(Location identification items)
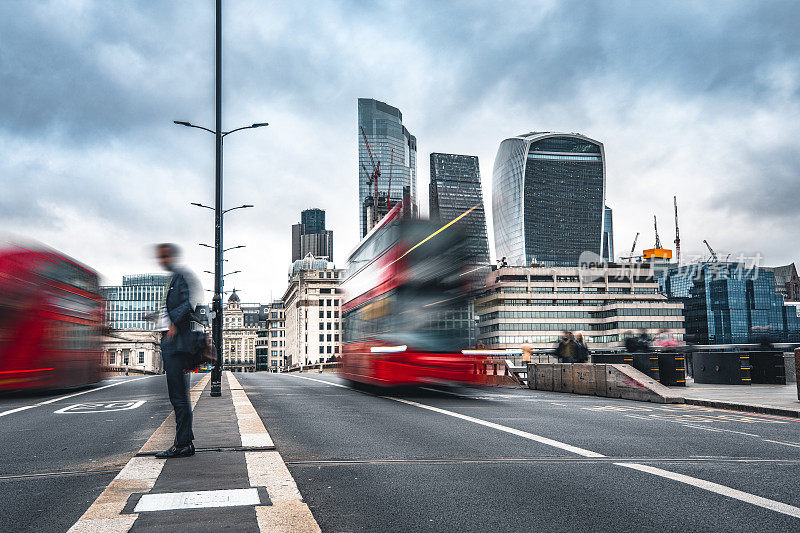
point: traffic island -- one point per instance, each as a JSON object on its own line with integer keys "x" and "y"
{"x": 597, "y": 379}
{"x": 236, "y": 481}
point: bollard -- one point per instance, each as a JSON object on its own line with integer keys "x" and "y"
{"x": 797, "y": 370}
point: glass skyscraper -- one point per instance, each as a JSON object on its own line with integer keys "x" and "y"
{"x": 454, "y": 189}
{"x": 608, "y": 235}
{"x": 393, "y": 147}
{"x": 548, "y": 198}
{"x": 730, "y": 303}
{"x": 128, "y": 304}
{"x": 311, "y": 237}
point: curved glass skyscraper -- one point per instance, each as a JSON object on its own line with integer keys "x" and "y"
{"x": 548, "y": 195}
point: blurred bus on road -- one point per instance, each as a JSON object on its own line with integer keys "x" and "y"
{"x": 51, "y": 320}
{"x": 404, "y": 306}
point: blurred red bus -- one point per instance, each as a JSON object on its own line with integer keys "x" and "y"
{"x": 404, "y": 307}
{"x": 51, "y": 321}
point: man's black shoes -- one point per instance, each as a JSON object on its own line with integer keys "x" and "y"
{"x": 176, "y": 451}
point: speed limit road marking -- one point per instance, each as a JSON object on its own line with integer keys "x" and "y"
{"x": 100, "y": 407}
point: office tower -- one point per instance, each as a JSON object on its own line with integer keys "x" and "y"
{"x": 608, "y": 235}
{"x": 729, "y": 302}
{"x": 394, "y": 154}
{"x": 454, "y": 189}
{"x": 548, "y": 194}
{"x": 128, "y": 305}
{"x": 311, "y": 237}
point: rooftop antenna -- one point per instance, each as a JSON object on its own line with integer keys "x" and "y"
{"x": 677, "y": 233}
{"x": 714, "y": 257}
{"x": 655, "y": 225}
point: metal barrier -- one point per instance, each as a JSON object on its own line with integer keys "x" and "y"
{"x": 122, "y": 370}
{"x": 647, "y": 363}
{"x": 319, "y": 367}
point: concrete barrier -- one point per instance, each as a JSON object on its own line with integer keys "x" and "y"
{"x": 608, "y": 380}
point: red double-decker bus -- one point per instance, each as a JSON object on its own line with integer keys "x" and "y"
{"x": 405, "y": 315}
{"x": 51, "y": 320}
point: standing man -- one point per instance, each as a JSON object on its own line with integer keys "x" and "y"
{"x": 176, "y": 345}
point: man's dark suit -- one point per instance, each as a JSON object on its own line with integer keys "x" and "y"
{"x": 175, "y": 351}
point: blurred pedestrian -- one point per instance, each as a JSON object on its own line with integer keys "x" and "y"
{"x": 567, "y": 350}
{"x": 582, "y": 349}
{"x": 527, "y": 353}
{"x": 175, "y": 316}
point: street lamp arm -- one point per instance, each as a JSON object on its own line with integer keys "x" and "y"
{"x": 190, "y": 125}
{"x": 256, "y": 125}
{"x": 237, "y": 207}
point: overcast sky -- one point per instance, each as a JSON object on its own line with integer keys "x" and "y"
{"x": 698, "y": 100}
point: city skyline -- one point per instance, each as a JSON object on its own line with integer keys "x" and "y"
{"x": 716, "y": 129}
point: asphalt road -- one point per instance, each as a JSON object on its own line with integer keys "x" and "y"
{"x": 431, "y": 460}
{"x": 511, "y": 460}
{"x": 54, "y": 464}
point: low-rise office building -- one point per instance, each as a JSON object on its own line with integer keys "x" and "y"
{"x": 271, "y": 342}
{"x": 129, "y": 304}
{"x": 534, "y": 305}
{"x": 313, "y": 323}
{"x": 133, "y": 350}
{"x": 240, "y": 327}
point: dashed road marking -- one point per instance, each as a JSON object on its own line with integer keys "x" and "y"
{"x": 700, "y": 483}
{"x": 766, "y": 503}
{"x": 138, "y": 475}
{"x": 288, "y": 512}
{"x": 202, "y": 499}
{"x": 18, "y": 409}
{"x": 100, "y": 407}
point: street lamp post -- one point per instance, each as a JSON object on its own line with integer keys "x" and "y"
{"x": 216, "y": 328}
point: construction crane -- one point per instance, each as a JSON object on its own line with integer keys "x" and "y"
{"x": 715, "y": 259}
{"x": 389, "y": 187}
{"x": 372, "y": 179}
{"x": 677, "y": 233}
{"x": 631, "y": 256}
{"x": 655, "y": 225}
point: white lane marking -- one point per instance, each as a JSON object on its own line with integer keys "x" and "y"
{"x": 784, "y": 443}
{"x": 524, "y": 434}
{"x": 100, "y": 407}
{"x": 18, "y": 409}
{"x": 696, "y": 426}
{"x": 201, "y": 499}
{"x": 288, "y": 511}
{"x": 766, "y": 503}
{"x": 706, "y": 485}
{"x": 513, "y": 431}
{"x": 326, "y": 382}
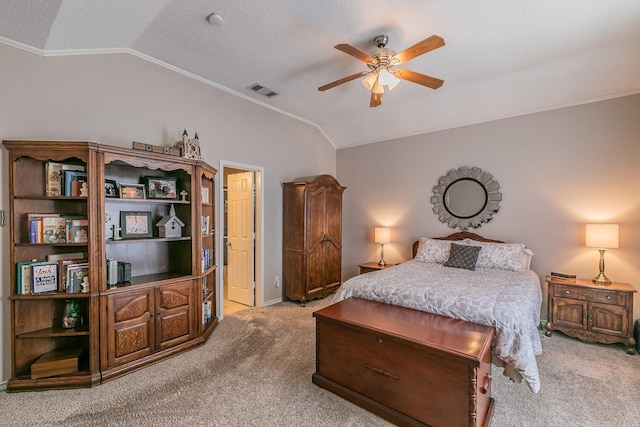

**Work to do:** Please repeat all of the items above exactly as they appear, leaving out the pictures.

**Response:**
point: traffic island -- one point per instance, each as a JSON object on its own line with integer keys "x" and "y"
{"x": 597, "y": 379}
{"x": 236, "y": 481}
point: bollard -- one point per instance, each as a JSON object on its own line with integer keys "x" and "y"
{"x": 797, "y": 370}
point: glass skyscraper -- one point per instance, each as a JSON object on its own line with integer keys "x" and "y"
{"x": 454, "y": 189}
{"x": 608, "y": 235}
{"x": 393, "y": 147}
{"x": 548, "y": 198}
{"x": 730, "y": 303}
{"x": 128, "y": 304}
{"x": 311, "y": 237}
point: curved glass skyscraper -- one point per instance, each as a JSON object on its own line with integer keys "x" and "y"
{"x": 548, "y": 195}
point: blurred bus on road -- one point per instance, each as a JSON object on its own line with integer keys "x" and "y"
{"x": 51, "y": 320}
{"x": 404, "y": 306}
point: blurred red bus -- one point per instance, each as a JSON object on its own line with integer keys "x" and "y"
{"x": 404, "y": 307}
{"x": 51, "y": 321}
point: man's black shoes -- one point per instance, each as a JSON object on its own line with integer keys "x" and "y"
{"x": 176, "y": 451}
point: speed limit road marking -- one point per instance, each as a JSON object on its own line with integer keys "x" and "y"
{"x": 100, "y": 407}
point: office tower -- one point per instance, each as a JSON object on its own line with integer keys "x" and "y"
{"x": 608, "y": 235}
{"x": 729, "y": 302}
{"x": 394, "y": 154}
{"x": 454, "y": 189}
{"x": 548, "y": 194}
{"x": 128, "y": 305}
{"x": 311, "y": 237}
point: rooftop antenna -- one point per instance, each as a JSON object on its own line with integer keys "x" and "y"
{"x": 677, "y": 233}
{"x": 714, "y": 257}
{"x": 655, "y": 225}
point: metal barrier -- one point per instance, each as a JSON object on its own line with integer keys "x" and "y"
{"x": 122, "y": 370}
{"x": 647, "y": 363}
{"x": 319, "y": 367}
point: concrete barrier -- one point per instance, each as a JSON object on its own line with integer keys "x" and "y"
{"x": 608, "y": 380}
point: red double-decker bus -- one point per instance, each as a JSON object on its own line with integer keys "x" and "y"
{"x": 405, "y": 315}
{"x": 51, "y": 320}
point: standing man -- one point per instance, each as a JSON object on its own line with integer keys "x" and "y"
{"x": 176, "y": 345}
point: man's dark suit -- one point per instance, each as a JSON object on its own line with integer keys "x" and "y"
{"x": 175, "y": 351}
point: blurred pedestrian -- one point per instance, each as a JSON object on its own line with integer keys "x" and "y"
{"x": 567, "y": 350}
{"x": 582, "y": 349}
{"x": 527, "y": 353}
{"x": 175, "y": 316}
point: street lamp arm -- one point per instance, each as a JSON object on its own line with integer keys "x" and "y"
{"x": 190, "y": 125}
{"x": 256, "y": 125}
{"x": 237, "y": 207}
point: overcast sky -- one point per instance, each as a JSON object on its own line with integer keys "x" and "y"
{"x": 698, "y": 100}
point: city skyline -- one point per instance, each as a JSON object on its own line with integer keys "x" and "y"
{"x": 716, "y": 129}
point: asphalt road -- one point per instance, each as a JSON object on its own line with integer keys "x" and "y"
{"x": 431, "y": 460}
{"x": 511, "y": 460}
{"x": 54, "y": 464}
point: low-rise office building -- one point per instance, each as a JSON object on its own line with integer keys "x" and "y"
{"x": 271, "y": 342}
{"x": 129, "y": 304}
{"x": 534, "y": 305}
{"x": 313, "y": 323}
{"x": 133, "y": 350}
{"x": 240, "y": 327}
point: dashed road marking -- one point per instance, each as a JSON object on its own line with integer keys "x" and "y"
{"x": 700, "y": 483}
{"x": 766, "y": 503}
{"x": 138, "y": 475}
{"x": 288, "y": 512}
{"x": 202, "y": 499}
{"x": 18, "y": 409}
{"x": 100, "y": 407}
point: street lamp post -- one point per instance, each as a JSON object on its own line with integer keys "x" and "y"
{"x": 216, "y": 328}
point: construction crane -- one point per instance, each as a JSON object on its own line with integer keys "x" and "y"
{"x": 715, "y": 259}
{"x": 389, "y": 187}
{"x": 372, "y": 179}
{"x": 677, "y": 233}
{"x": 631, "y": 256}
{"x": 655, "y": 225}
point: white lane marking -- one point per instance, each as a JSON object on its own line with integer keys "x" and "y"
{"x": 784, "y": 443}
{"x": 524, "y": 434}
{"x": 100, "y": 407}
{"x": 18, "y": 409}
{"x": 696, "y": 426}
{"x": 201, "y": 499}
{"x": 288, "y": 511}
{"x": 766, "y": 503}
{"x": 706, "y": 485}
{"x": 513, "y": 431}
{"x": 326, "y": 382}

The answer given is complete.